The Spark system for analytic cluster computing was ubiquitous at the conference. There were end-to-end tracks each of the three days, in addition to presentations by companies, consultancies, and Spark-related vendor Databricks. Frenetic MIT professor and Databricks executive Matei Zaharia keynoted “New Directions for Spark in 2015”, observing that Spark continues its progression as a big data/analytics platform of choice and is now the leader in Apache project contributors. Spark scientists can look forward to Python and R-like dataframe support in soon-to-be-released version 1.3. 1.4, to appear this summer, will offer an API to R.
Kurt Brown provided the 2015 update to his last year talk on the Netflix data and analytics platform. Brown calibrated the Spark hype, opining that the 2013 version was unusable but that 2015 has brought big improvements and a subsequent enhanced role at Netflix. On the plus side, he tags Spark as a cohesive big data/analytics environment with multiple language support, substantial performance gains, a strong community, and a sanguine future. The current negatives include immaturity, multi-tenancy/concurrency concerns, problems with shuffling/cascading, tuning, and current investments in pig-Python versus Scala. Overall, though, Brown's very bullish on the future of Spark at Netflix.

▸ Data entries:
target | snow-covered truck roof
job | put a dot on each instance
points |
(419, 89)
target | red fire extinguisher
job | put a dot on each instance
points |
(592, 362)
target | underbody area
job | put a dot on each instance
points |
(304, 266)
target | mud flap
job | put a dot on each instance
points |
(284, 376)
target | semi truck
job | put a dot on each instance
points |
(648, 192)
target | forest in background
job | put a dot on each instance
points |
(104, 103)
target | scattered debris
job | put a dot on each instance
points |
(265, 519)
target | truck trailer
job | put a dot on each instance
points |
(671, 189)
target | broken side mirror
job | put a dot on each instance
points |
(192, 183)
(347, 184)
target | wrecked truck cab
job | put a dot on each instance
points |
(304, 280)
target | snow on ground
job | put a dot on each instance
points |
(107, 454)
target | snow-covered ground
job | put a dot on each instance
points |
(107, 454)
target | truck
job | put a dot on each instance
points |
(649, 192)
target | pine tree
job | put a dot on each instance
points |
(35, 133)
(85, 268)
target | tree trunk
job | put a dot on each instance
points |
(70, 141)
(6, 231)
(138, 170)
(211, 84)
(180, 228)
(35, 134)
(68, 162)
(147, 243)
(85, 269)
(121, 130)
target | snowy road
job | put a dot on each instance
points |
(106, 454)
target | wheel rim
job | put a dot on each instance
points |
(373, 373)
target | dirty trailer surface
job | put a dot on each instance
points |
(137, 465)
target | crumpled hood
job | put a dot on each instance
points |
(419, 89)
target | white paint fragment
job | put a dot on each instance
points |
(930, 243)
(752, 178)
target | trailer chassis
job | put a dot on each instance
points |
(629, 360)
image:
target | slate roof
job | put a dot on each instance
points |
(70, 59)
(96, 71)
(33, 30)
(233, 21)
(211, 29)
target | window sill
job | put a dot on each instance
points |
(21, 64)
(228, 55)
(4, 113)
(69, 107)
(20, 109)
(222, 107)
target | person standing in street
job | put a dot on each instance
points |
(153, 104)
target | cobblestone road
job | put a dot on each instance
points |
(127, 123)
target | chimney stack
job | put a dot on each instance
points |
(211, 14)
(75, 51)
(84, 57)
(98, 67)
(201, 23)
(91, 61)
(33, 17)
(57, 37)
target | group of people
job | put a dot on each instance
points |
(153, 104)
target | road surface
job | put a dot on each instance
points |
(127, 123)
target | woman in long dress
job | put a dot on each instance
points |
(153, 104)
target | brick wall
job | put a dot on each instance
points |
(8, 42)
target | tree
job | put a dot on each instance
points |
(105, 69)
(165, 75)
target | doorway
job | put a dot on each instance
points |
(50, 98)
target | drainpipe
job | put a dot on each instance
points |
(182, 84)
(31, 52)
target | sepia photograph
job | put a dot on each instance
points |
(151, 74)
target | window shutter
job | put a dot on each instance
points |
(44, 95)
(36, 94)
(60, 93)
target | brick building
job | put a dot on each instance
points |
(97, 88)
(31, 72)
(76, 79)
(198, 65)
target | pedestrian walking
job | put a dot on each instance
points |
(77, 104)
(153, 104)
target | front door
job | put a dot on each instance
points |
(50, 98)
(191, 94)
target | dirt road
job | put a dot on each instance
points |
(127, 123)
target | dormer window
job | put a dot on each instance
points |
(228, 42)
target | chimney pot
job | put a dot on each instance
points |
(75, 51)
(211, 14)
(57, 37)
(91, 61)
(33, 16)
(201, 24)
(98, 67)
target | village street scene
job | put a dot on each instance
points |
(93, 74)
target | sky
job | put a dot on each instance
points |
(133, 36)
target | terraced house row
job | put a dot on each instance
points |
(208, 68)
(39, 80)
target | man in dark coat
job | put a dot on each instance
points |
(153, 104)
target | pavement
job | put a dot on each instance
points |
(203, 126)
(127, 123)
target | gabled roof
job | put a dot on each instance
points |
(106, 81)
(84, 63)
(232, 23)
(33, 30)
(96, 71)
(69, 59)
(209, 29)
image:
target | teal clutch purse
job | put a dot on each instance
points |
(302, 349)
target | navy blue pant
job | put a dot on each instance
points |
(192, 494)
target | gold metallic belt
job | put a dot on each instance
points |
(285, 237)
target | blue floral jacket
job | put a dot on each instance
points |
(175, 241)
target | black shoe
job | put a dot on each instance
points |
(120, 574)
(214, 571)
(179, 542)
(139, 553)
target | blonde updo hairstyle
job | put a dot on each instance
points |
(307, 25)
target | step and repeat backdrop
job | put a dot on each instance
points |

▸ Tasks to complete:
(a) For the Spark conference report, mark each statement as yes or no, and quote the words from the report that decide it. (i) Version 1.4 is expected this summer and will offer an API to R. (ii) Brown judged the 2013 version of Spark to be usable. (iii) Spark now leads Apache projects in number of contributors.
(b) Pick up the Spark conference report after its final sentence and write the next paragraph.

▸ List of answers:
(a)
(i) Yes: "1.4, to appear this summer, will offer an API to R."
(ii) No: "opining that the 2013 version was unusable"
(iii) Yes: "is now the leader in Apache project contributors"

(b)
DS for public good was also a major theme at the conference. Luminary data scientist DJ Patil was recently appointed chief data scientist for the federal government. Introduced in a recording by President Obama, Patil extols the data-driven culture of the current administration, noting data.gov as a source of data sets and citing an executive order mandating that all go-forward government data will be open and machine readable. His priorities include precision medicine, building government data products, and promoting responsible data policy. Ultimately, “Data-driven government responsibly gathers, processes, leverages, and releases data in a timely fashion to enable transparency, create efficiencies, provide security, foster innovation.”
Berkeley Public Policy professor Solomon M. Hsiang regaled the audience with a fast-paced empirical analysis of the relationship between global climate change and economic/political instability. His take is that computation and data-driven policy design is a major tool of innovation in the technology of governance. The good news is that data-driven public policy appears to be an emerging field in academia.
By far the most entertaining vendor keynote was “Connected Cows?” by Microsoft's Joseph Sirosh. Dairy cows from farms in Japan wearing pedometers have their steps monitored in a cloud-based system to predict disease and estrus. A service then analyzes and sends pertinent alerts to participating farmers.
It turns out that changes in female cow night pacing are a reliable indicator of optimal mating times in their very short cycle. Moreover, for cows mated early in that identified period, female progeny are more likely, versus males in the latter stage. Artificial intelligence meets artificial insemination.
Strata-Hadoop World Silicon Valley V is in the books. I look forward to next year.